TASK TO CARRY OUT:
What is the number of lines in the data below that contain "tank"? Answer with that number and no other words.

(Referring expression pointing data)
========

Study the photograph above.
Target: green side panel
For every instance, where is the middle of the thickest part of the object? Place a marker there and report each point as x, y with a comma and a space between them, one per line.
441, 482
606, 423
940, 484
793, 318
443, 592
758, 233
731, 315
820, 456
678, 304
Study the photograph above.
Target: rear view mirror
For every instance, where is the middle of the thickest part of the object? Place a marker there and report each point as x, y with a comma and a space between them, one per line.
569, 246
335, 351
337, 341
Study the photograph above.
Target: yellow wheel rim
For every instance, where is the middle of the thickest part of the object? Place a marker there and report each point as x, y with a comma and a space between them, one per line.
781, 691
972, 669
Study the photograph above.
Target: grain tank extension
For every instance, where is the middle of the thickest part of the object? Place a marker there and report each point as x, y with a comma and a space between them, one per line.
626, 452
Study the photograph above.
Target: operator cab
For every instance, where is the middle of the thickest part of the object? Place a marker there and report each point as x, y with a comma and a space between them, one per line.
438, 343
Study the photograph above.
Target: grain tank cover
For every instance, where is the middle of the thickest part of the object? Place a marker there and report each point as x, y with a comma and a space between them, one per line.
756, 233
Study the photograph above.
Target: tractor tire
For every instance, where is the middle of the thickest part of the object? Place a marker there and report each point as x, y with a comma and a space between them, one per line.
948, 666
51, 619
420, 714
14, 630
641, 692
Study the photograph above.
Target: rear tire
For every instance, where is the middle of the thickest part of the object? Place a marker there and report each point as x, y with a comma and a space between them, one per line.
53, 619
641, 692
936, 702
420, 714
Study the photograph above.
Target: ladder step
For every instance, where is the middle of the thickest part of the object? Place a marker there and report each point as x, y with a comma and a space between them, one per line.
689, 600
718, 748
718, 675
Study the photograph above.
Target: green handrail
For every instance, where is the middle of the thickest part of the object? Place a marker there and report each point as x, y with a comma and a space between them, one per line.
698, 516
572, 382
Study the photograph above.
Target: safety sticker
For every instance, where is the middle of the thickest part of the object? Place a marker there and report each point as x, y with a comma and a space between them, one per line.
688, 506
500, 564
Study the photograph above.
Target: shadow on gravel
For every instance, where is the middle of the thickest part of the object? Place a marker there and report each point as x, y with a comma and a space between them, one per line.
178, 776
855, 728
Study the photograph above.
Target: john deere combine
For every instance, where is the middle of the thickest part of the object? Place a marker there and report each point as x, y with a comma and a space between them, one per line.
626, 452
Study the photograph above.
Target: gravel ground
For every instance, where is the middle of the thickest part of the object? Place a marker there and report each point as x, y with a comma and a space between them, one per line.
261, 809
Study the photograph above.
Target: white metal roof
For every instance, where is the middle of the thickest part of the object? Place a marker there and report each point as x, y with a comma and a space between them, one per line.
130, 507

========

RESULT OF THIS EXERCISE:
2